→ **Activity A**: Duplicate the passage on the VR usability study from "The VR usability" up to and including "the Textbox 1.".
→ **Activity B**: In the passage on the VR usability study, which groups of clinicians were invited to participate?
→ **Activity C**: Resume the passage on the VR usability study after its final sentence.

→ **Text provided**:
Through a mixed-methods qualitative study, we evaluated 2 commercially available VR apps: Bosc version 4.5 (Pyrus Medical systems) and Medical Holodeck version 2.0 (Nooon Web & IT GmbH). Semistructured individual ethnographic interviews were conducted before and after the usability study to understand the context of our findings. We employed a concurrent think-aloud protocol for the usability study, conducted in the University of Washington (UW) Health Sciences Library [9]. Surgeons, fellows, and residents were invited to participate in our study. The UW institutional review board approved the study.

Our usability study was an effort to help medical libraries to create their own VR and augmented reality services to help clinicians plan surgical cases and train residents and fellows. We collaborated closely with faculty and researchers affiliated with the UW Center for Cardiovascular Innovation (CCVI) laboratory. Through them, we were able to generate sufficient interest in the cardiology and cardiothoracic surgery departments at our institution, UW Medicine. The feedback we received from designing and implementing an innovation lab in a library space for VR app testing informed our usability study.

The VR usability testing was conducted in the UW Health Sciences Library’s Translational Research and Information Lab (TRAIL). The room and testing set up included the Textbox 1.

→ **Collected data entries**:

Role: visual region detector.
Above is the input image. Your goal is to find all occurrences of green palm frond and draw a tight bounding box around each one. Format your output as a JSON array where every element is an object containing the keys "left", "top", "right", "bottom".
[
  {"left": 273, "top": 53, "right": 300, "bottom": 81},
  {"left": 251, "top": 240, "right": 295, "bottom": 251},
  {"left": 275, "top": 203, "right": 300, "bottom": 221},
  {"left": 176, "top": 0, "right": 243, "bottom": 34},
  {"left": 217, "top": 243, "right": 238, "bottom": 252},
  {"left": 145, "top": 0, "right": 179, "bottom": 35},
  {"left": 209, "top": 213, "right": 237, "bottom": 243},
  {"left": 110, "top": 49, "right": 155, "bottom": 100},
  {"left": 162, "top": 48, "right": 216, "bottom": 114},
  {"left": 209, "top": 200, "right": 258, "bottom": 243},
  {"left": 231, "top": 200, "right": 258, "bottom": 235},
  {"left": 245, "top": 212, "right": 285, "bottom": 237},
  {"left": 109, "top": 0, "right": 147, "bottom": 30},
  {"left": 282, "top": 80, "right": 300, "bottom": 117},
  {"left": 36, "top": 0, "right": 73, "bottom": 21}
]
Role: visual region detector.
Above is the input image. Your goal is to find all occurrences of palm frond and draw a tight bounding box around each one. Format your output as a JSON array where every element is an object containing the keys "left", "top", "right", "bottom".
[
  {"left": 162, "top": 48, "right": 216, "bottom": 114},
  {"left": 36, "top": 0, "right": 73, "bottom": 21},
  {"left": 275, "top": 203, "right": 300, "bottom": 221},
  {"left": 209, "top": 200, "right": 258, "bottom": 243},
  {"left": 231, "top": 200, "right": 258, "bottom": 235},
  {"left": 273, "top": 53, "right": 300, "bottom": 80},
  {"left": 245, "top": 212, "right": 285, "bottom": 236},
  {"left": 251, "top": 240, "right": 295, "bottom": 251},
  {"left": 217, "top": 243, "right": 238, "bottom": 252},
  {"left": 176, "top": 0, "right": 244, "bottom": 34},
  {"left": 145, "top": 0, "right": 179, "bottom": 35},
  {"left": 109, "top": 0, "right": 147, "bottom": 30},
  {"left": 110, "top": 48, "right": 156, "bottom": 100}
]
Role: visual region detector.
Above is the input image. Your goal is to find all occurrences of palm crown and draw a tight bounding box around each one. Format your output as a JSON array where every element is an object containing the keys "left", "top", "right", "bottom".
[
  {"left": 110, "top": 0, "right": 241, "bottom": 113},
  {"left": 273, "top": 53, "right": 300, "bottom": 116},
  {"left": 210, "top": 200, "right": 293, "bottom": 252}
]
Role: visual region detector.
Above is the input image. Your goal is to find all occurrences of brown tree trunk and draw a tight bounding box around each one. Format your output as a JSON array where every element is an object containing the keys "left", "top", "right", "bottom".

→ **Answer area A**:
The VR usability testing was conducted in the UW Health Sciences Library’s Translational Research and Information Lab (TRAIL). The room and testing set up included the Textbox 1.

→ **Answer area B**: Surgeons, fellows, and residents

→ **Answer area C**:
Participant Selection

Recruiting volunteers to test VR was accomplished by posting an email to the resident listserv and departmental listserv at UW Medicine. Volunteers were invited to participate via email in a 1-hour usability session in TRAIL. Our recruitment window was open for 1.5 months (May to mid-June 2018), with 8 physicians taking part in the study. Our exclusion criteria included a history of epilepsy or motion sickness exacerbated by exposure to virtual environments. However, none of our respondents fit the exclusion criteria.

The room and testing set up.

HTC Vive virtual reality (VR) headset and controllers
VR-capable gaming laptop (MSI GT73VR Titan Pro laptop, Intel i7, 16 GB RAM, 1 TB hard disc drive, 128 GB solid-state drive, NVIDIA GeForce GTX 1080)
14 ft × 12 ft dedicated standing VR play area
Six-screen ultra-high-definition data wall
High-speed Wi-Fi connection to stream content, as required

Textbox 1. The room and testing set up.

Study Protocol

After taking informed consent, the study team invited the participant to fill out a prestudy questionnaire in TRAIL to build out a user profile about activities related to case planning and issues faced during case presentations. The prestudy questionnaire included questions such as:

Have you played computer games or participated in virtual simulations before? If yes, how many times in the past 2 years?
Have you modified your surgical plan after you started operating on a patient recently? If yes, why?
Could this information have surfaced during a case presentation?
What do you want Virtual Reality to do for you?
What are some other gaps you see during case presentations?

A habituation session (5 min) was conducted to familiarize the user with the VR interface around how to use the trackpad, navigate the play area, and ask for help if necessary. The goal of habituation was not to test the discoverability of a feature. It was to see how users combine basic interactions to achieve the endpoint of a scenario. A medical librarian observed the session to understand how to incorporate information into VR experiences in the future. Once the user was habituated, a 30-min usability study was conducted, with the time evenly split between first Bosc and then Medical Holodeck. A visual representation of our study protocol is provided in Figure 1.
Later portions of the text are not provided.